• [Task details]: Among the entries below, take the line with "For every <instance>" and the line with "box: [0, 2, 359, 215]", and output them and every line between them exactly, with nothing else.

(Beginning of Records shown)

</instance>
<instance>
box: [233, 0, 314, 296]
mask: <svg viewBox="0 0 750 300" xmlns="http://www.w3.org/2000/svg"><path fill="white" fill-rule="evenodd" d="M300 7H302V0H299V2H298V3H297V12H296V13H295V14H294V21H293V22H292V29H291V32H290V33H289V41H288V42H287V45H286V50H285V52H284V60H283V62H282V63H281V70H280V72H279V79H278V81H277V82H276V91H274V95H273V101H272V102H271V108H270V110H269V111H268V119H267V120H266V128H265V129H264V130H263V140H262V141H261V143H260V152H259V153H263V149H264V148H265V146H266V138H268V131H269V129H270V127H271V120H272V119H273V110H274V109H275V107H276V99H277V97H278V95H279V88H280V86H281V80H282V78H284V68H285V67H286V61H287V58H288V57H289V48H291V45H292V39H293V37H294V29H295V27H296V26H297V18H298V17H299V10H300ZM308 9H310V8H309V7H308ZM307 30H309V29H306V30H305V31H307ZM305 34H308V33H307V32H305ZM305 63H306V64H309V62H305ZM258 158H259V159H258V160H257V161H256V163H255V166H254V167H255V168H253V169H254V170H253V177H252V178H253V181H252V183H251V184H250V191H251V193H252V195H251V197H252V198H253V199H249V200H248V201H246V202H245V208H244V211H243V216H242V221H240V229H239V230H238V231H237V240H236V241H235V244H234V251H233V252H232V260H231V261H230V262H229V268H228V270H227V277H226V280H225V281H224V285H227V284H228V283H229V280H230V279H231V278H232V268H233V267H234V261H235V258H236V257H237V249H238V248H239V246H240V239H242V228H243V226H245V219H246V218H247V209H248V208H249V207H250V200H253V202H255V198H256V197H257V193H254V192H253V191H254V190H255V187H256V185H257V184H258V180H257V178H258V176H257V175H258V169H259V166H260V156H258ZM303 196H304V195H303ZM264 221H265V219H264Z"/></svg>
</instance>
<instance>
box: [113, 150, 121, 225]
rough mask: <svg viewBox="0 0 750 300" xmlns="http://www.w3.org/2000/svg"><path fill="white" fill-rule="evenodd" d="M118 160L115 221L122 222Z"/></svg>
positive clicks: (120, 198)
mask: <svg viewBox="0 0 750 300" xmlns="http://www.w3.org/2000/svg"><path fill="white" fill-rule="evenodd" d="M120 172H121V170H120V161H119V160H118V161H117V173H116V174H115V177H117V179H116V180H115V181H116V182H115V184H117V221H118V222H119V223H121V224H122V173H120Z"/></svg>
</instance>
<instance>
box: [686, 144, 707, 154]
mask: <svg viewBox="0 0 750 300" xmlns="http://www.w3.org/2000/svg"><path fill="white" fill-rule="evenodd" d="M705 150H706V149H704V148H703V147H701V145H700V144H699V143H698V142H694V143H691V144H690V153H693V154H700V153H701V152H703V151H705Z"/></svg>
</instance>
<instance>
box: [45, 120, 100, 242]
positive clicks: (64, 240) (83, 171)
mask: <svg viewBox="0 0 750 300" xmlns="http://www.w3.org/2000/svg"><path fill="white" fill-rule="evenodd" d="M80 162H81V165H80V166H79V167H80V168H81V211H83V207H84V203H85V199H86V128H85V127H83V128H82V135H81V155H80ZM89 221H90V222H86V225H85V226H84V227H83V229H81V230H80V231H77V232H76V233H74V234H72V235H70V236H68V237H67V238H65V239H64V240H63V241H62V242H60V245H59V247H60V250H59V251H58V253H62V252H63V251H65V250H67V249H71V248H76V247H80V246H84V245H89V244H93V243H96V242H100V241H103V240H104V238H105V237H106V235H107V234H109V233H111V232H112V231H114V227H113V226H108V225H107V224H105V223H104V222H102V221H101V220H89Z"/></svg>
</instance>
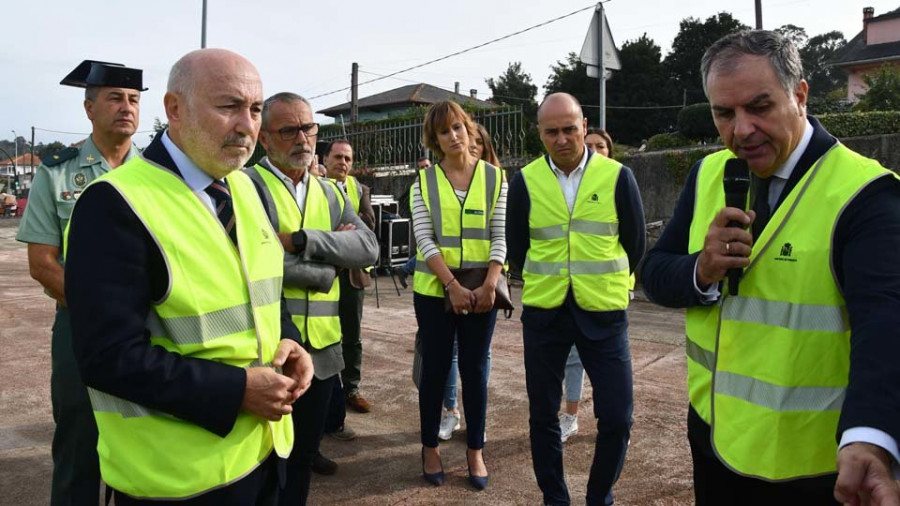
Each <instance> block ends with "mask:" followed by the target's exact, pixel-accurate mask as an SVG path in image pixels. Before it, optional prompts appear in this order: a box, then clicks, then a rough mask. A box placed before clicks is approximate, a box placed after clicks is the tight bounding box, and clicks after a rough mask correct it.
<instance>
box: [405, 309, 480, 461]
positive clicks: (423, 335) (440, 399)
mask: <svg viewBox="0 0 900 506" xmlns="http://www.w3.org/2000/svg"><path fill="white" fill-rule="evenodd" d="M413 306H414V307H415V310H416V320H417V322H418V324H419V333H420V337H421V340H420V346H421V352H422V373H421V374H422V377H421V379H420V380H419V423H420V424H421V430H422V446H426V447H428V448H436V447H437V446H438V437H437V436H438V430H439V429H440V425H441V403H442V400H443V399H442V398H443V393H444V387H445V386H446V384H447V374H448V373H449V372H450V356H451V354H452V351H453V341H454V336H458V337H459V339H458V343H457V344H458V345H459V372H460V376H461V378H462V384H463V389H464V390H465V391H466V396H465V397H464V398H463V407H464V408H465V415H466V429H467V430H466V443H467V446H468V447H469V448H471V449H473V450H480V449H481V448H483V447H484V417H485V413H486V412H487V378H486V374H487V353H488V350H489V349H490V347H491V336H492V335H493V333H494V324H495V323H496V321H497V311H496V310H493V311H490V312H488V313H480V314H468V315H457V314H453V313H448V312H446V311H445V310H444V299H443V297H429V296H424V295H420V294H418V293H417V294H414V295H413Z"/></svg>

(End of Records shown)
(Beginning of Records shown)

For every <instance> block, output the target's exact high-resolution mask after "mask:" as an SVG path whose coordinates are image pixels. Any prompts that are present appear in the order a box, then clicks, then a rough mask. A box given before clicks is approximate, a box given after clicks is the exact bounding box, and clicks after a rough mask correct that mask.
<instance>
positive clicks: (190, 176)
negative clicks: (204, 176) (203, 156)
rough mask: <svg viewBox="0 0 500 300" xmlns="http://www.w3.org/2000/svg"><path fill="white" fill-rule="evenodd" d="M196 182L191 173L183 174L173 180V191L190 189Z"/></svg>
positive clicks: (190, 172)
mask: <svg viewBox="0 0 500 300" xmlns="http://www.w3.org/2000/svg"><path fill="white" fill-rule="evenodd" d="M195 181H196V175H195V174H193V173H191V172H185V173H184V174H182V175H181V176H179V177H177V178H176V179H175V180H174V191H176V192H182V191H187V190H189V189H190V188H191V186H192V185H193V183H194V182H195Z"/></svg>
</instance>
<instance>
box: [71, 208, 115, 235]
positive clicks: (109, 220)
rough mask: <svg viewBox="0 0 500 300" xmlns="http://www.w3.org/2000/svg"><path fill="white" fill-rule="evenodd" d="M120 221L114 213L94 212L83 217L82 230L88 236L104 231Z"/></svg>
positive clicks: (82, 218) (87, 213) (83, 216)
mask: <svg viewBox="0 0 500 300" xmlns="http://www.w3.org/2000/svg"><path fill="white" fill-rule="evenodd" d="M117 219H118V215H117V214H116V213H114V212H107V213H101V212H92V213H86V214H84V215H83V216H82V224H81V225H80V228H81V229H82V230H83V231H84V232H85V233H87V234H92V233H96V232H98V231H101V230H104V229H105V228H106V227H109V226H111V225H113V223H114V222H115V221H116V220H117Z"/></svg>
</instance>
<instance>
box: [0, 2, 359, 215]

(End of Records shown)

• [Task output]:
For every <instance> block, output the target's exact high-resolution mask after "mask:" as an SVG path whose coordinates are image pixels. Any prompts that are present appear in the order a box, then clicks, then a rough mask. A box given before clicks is approximate, a box given after clicks is the exact bounding box, and clicks after a rough mask correct that mask.
<instance>
positive clicks: (190, 176)
negative clicks: (204, 176) (203, 156)
rough mask: <svg viewBox="0 0 500 300" xmlns="http://www.w3.org/2000/svg"><path fill="white" fill-rule="evenodd" d="M196 182L191 173L183 174L173 180V191L190 189Z"/></svg>
positive clicks: (190, 172)
mask: <svg viewBox="0 0 500 300" xmlns="http://www.w3.org/2000/svg"><path fill="white" fill-rule="evenodd" d="M195 181H196V175H195V174H193V173H191V172H185V173H184V174H182V175H181V176H179V177H177V178H176V179H175V180H174V191H176V192H182V191H187V190H189V189H190V188H191V186H192V185H193V183H194V182H195Z"/></svg>
</instance>
<instance>
box: [71, 208, 115, 235]
positive clicks: (109, 220)
rough mask: <svg viewBox="0 0 500 300" xmlns="http://www.w3.org/2000/svg"><path fill="white" fill-rule="evenodd" d="M120 221L114 213L94 212L83 217L82 230L88 236L104 231Z"/></svg>
positive clicks: (82, 218) (87, 213) (83, 216)
mask: <svg viewBox="0 0 500 300" xmlns="http://www.w3.org/2000/svg"><path fill="white" fill-rule="evenodd" d="M117 219H118V215H117V214H116V213H114V212H107V213H101V212H92V213H86V214H84V215H83V216H82V224H81V225H80V228H81V229H82V230H83V231H84V232H85V233H87V234H92V233H96V232H98V231H101V230H104V229H105V228H106V227H109V226H111V225H113V223H114V222H115V221H116V220H117Z"/></svg>
</instance>
<instance>
box: [0, 2, 359, 215]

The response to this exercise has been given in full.